What you are asked to do » Format the entries below as a numbered list, and leave out any blank lines.

═════ Record extracts ═════

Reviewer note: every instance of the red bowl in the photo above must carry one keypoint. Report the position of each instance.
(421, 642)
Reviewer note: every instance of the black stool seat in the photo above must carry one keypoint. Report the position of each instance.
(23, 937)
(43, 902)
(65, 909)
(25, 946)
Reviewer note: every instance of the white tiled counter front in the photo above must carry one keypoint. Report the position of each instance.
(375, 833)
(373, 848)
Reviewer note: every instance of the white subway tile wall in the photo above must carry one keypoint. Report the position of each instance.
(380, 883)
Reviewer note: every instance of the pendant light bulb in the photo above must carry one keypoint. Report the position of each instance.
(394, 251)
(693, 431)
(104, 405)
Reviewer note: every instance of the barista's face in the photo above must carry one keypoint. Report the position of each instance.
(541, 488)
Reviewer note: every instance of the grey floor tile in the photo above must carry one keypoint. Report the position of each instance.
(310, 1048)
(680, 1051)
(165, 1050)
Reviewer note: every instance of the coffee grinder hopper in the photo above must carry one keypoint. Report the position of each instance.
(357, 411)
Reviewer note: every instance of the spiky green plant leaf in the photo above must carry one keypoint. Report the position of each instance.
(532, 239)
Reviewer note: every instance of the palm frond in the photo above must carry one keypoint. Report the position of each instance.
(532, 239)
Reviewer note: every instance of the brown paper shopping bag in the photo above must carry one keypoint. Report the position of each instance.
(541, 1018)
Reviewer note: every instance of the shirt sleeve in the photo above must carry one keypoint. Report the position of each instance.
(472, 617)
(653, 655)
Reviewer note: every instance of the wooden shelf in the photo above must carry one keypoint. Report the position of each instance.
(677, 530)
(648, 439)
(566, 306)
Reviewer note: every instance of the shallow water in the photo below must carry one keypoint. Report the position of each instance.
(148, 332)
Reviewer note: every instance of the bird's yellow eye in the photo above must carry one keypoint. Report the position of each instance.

═════

Written solution »
1. Reviewer note: every instance of the red bowl in the photo above must carry one keypoint. Report the position of each instance.
2. (421, 642)
3. Reviewer note: every instance of the black stool seat in the photo above must carry one keypoint. Report the position of each instance.
4. (23, 937)
5. (43, 902)
6. (65, 909)
7. (25, 946)
8. Reviewer note: every instance of the white tiled counter front in the photo above must carry one keypoint. Report the position of each instance.
9. (375, 833)
10. (373, 848)
11. Reviewer note: every instance of the white subway tile wall in the photo above must carry one keypoint. Report the position of each instance.
12. (380, 883)
13. Reviewer note: every instance of the pendant light bulb in the photo above must carry one keypoint. Report the position of each instance.
14. (394, 251)
15. (693, 431)
16. (104, 405)
17. Reviewer note: every instance of the barista's face in the photo above must carry one keypoint. Report the position of each instance.
18. (541, 488)
19. Reviewer note: every instance of the grey floor tile in the photo above must carry one keypoint. Report the position of each instance.
20. (310, 1048)
21. (680, 1051)
22. (165, 1050)
23. Reviewer note: every instance of the coffee grinder hopper in the photo above must carry one keypoint. Report the position of each instance.
24. (357, 411)
25. Reviewer note: every instance of the spiky green plant leaf in the photo above must carry one keypoint. Report the position of each instance.
26. (532, 239)
27. Reviewer note: every instance of the palm frond in the photo above must carry one keypoint. Report the position of each instance.
28. (532, 239)
29. Reviewer note: every instance of the brown paper shopping bag in the photo above must carry one keypoint. Report the position of each instance.
30. (541, 1018)
31. Reviewer note: every instance of the shirt sleeve in the photo above must carry one keypoint. Report the position of each instance.
32. (472, 617)
33. (653, 655)
34. Reviewer note: every instance of the wooden shelf in the photo above must carry one keypoint. Report the position of each instance.
35. (677, 530)
36. (648, 439)
37. (566, 306)
38. Reviewer note: every instance of the shallow water in the photo below must carry one keypoint. Report the position of each instance.
39. (148, 332)
40. Reviewer note: every instance of the bird's yellow eye in the photo above must carry one keypoint. Report the position of each instance.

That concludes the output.